Goal of the exercise:
Return the data below in full and exactly, except that the pictures are dropped.

[Source information Boundary: Start]

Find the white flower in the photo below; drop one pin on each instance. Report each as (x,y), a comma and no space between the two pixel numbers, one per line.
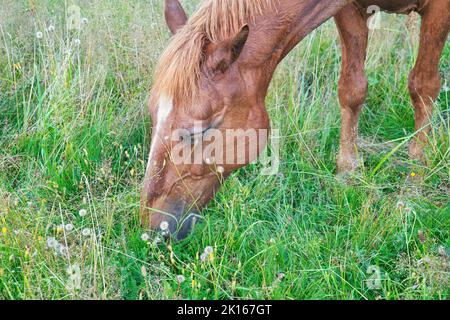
(164,226)
(73,270)
(51,242)
(62,250)
(181,279)
(400,204)
(209,250)
(157,241)
(220,169)
(145,237)
(82,212)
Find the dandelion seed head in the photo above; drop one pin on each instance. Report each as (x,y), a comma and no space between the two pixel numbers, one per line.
(144,271)
(209,250)
(82,212)
(180,279)
(164,226)
(157,241)
(51,242)
(145,237)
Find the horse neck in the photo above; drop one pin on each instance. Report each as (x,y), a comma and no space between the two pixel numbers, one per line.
(277,31)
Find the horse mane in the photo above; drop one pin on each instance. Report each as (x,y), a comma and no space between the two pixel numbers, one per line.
(178,71)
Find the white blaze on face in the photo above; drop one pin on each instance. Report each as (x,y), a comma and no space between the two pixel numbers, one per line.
(165,107)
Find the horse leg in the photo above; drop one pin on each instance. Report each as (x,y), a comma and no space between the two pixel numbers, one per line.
(353,31)
(424,80)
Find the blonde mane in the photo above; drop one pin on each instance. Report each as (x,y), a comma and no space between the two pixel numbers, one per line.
(178,71)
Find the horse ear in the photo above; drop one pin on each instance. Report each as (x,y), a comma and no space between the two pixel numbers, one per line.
(175,16)
(221,56)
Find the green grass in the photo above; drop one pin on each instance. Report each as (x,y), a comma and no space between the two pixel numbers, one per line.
(75,135)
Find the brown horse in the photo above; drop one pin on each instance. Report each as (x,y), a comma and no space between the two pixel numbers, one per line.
(214,76)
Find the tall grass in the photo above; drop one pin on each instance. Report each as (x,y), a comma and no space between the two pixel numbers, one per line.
(75,136)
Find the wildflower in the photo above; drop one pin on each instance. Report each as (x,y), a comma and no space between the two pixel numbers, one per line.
(145,237)
(59,229)
(51,242)
(442,251)
(209,250)
(181,279)
(74,273)
(144,271)
(220,169)
(82,212)
(421,236)
(17,66)
(164,226)
(400,204)
(157,241)
(62,250)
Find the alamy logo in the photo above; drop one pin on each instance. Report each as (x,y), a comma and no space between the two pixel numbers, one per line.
(226,147)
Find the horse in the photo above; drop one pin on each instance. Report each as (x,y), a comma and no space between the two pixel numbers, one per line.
(214,76)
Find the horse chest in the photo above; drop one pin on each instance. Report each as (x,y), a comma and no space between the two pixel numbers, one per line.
(395,6)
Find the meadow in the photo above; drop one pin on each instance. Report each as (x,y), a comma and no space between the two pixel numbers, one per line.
(75,136)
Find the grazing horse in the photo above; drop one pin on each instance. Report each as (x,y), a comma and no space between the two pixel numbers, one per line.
(214,77)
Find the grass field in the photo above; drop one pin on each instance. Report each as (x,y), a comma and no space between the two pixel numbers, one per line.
(74,139)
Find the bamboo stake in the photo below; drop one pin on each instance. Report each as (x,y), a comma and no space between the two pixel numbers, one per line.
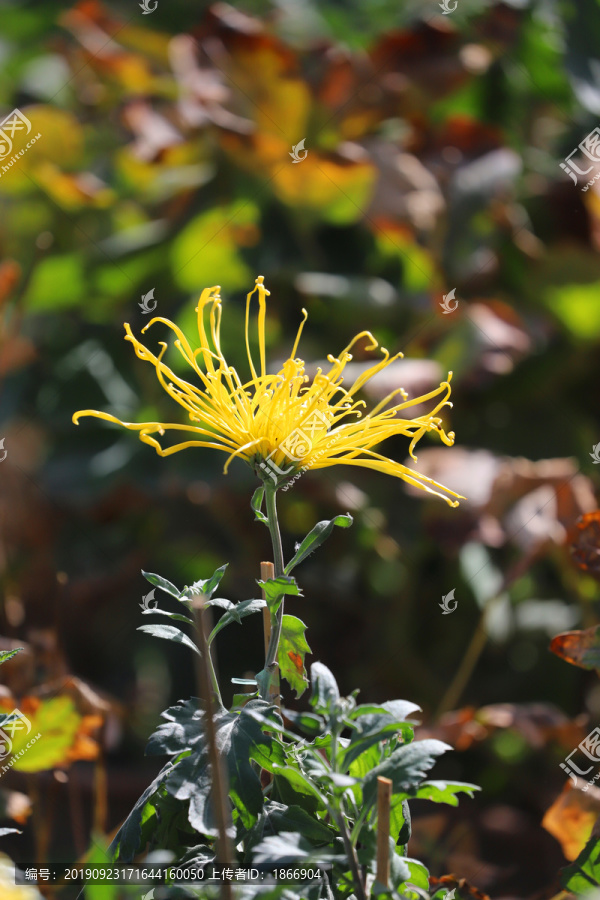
(384,799)
(220,792)
(267,570)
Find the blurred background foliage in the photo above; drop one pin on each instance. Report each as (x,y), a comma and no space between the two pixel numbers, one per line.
(434,143)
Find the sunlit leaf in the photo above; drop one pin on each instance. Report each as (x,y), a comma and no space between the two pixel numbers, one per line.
(292,650)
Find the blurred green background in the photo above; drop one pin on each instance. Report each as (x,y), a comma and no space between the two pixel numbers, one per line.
(434,148)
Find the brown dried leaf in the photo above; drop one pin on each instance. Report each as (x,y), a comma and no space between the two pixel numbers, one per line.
(585,543)
(580,648)
(571,817)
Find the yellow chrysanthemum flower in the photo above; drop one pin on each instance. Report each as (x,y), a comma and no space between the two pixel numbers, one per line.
(281,424)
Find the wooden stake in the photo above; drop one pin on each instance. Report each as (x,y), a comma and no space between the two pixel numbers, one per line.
(267,570)
(384,799)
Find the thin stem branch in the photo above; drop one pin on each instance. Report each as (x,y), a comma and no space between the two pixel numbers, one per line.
(220,790)
(480,635)
(277,620)
(351,854)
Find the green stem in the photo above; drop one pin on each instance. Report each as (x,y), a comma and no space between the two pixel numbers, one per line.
(351,854)
(277,620)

[Source information Boundary: End]

Response for this exercise:
Find the white flower in the photo below; drop one pin on each instance. Report each as (x,y), a comma and no space between the two pixel numbers, one per line.
(164,226)
(73,270)
(51,242)
(62,250)
(181,279)
(400,204)
(209,250)
(157,241)
(220,169)
(145,237)
(82,212)
Find the dandelion seed head in the photo above; drop one pin on each instance. Report each as (x,y), a comma and no space between the two pixel numbers, one per line.
(144,271)
(209,250)
(82,212)
(180,279)
(164,226)
(157,241)
(51,242)
(145,237)
Find the horse neck in the photo above; drop one pin on each instance. Report each as (x,y), a comma and no space between the two pixel numbers, one per line.
(277,31)
Find the horse mane in the photo above; drop one pin on each instance. Report each as (x,y), a comma and no space between the two pixel numbers, one per line.
(178,71)
Find the white blaze on face in the photo above; drop one pin on each instance. Report each as (x,y), a comma and no space between the two pixel numbers, one per line.
(165,107)
Find the horse leg in the photo above; drop one pin on each instance. Report each as (x,y), a comma and no space between the two pixel numbers, one per line.
(353,31)
(424,80)
Find the blonde mane in the photo above; drop one pin on each instance. Report each as (x,y), a comma and no space between the two pixel numbers, one per line.
(178,71)
Find the horse ear in the photo above; drop one pin on each instance. Report each as (x,y), a comma and no space between the two pixel numbers, one per line.
(175,16)
(221,56)
Find the green grass in the photo above; drop one pin on each instance. Report each as (x,y), a comma and no space between the two pixel numbers, one per line.
(75,135)
Find the brown horse in the photo above; drop one pin on each instance. Report each as (x,y), a comma and no space between the two pixel numbers, one per line.
(214,76)
Find the tall grass in the photo above; drop one pin on each instance. Report each as (x,y), a comma and no space between the two pixel numbers, one per line.
(75,136)
Find the wildflower in the photo above; drop one pin on each instance. Report each as (x,y), a comma and no space between the two pixel numbers, one per line.
(145,237)
(59,229)
(51,242)
(442,251)
(209,250)
(181,279)
(74,273)
(144,271)
(220,169)
(82,212)
(421,236)
(17,66)
(164,226)
(400,204)
(157,241)
(62,250)
Find the alamy logo in the photo above; drop one pin on each instance. Report each as (x,y), a comma and no space between the two pixel numbers, one per line.
(226,147)
Find the horse in the photo above; drop one pin on each instance. Report each as (x,y), a comma and no space between the two pixel numbers, one per line.
(214,76)
Find the horse chest in the photo above; drop one pin on each instance. Report each as (x,y), a comma and no space between the two pixel numbers, one per line.
(395,6)
Find the meadow in the photo above; drop one pin on each instance. Report each as (x,y), a comma and no space between the two pixel numbers, one per line.
(75,136)
Find the grazing horse in the photo above; drop one pin on each instance. Report each as (x,y), a comma and no space between the two pixel numbers, one per line.
(214,77)
Find the grass field in the photo above; drop one pin on each instance. Report each as (x,y), a comma and no space between the two pixel numbers, one per line.
(74,139)
Find the bamboo stake in the photo below; drop one pin on each instance. Report each as (x,y), a comma and no space between the two pixel numbers, one per line.
(384,799)
(220,792)
(267,570)
Find the blurred background foliage in the photo above; drop one pin on each instance. Report each as (x,y), a comma and no space between the two pixel numbers, one per line.
(434,143)
Find the sunlit leaf in the photo above; drop one pin on each instance. Report each as (x,y), a comma and no space between the two pixel numbers, one per line.
(292,650)
Find the blurred green background in the photo above; drop one pin on each instance. Report each as (x,y), a comma and no space between the two pixel numbers, one per line.
(434,148)
Find the brown dried leaf in the photo above; drop one pin on each instance. Report each as (x,y), a comma and no space between the two pixel numbers, one per line.
(585,543)
(580,648)
(571,817)
Find the yellow chrysanthemum flower in the photo above; drop one pin on each instance. Report each as (x,y), a comma and no space between the two pixel numbers, one per line.
(281,424)
Find the wooden stake in the photo above; drop one pin on each instance. Report each as (x,y), a comma and no space between the two pixel numbers, one per line.
(267,570)
(384,799)
Find the thin stem branch in the photo above; drop one pin on each instance. Report each as (x,y), a comma and no space between the two pixel numbers, one per line.
(220,790)
(480,635)
(277,620)
(351,854)
Find the green stem in the photo above; drop one pin on each instance. Report each as (x,y), a comma and no space between the two pixel numbers, one per line.
(351,854)
(277,620)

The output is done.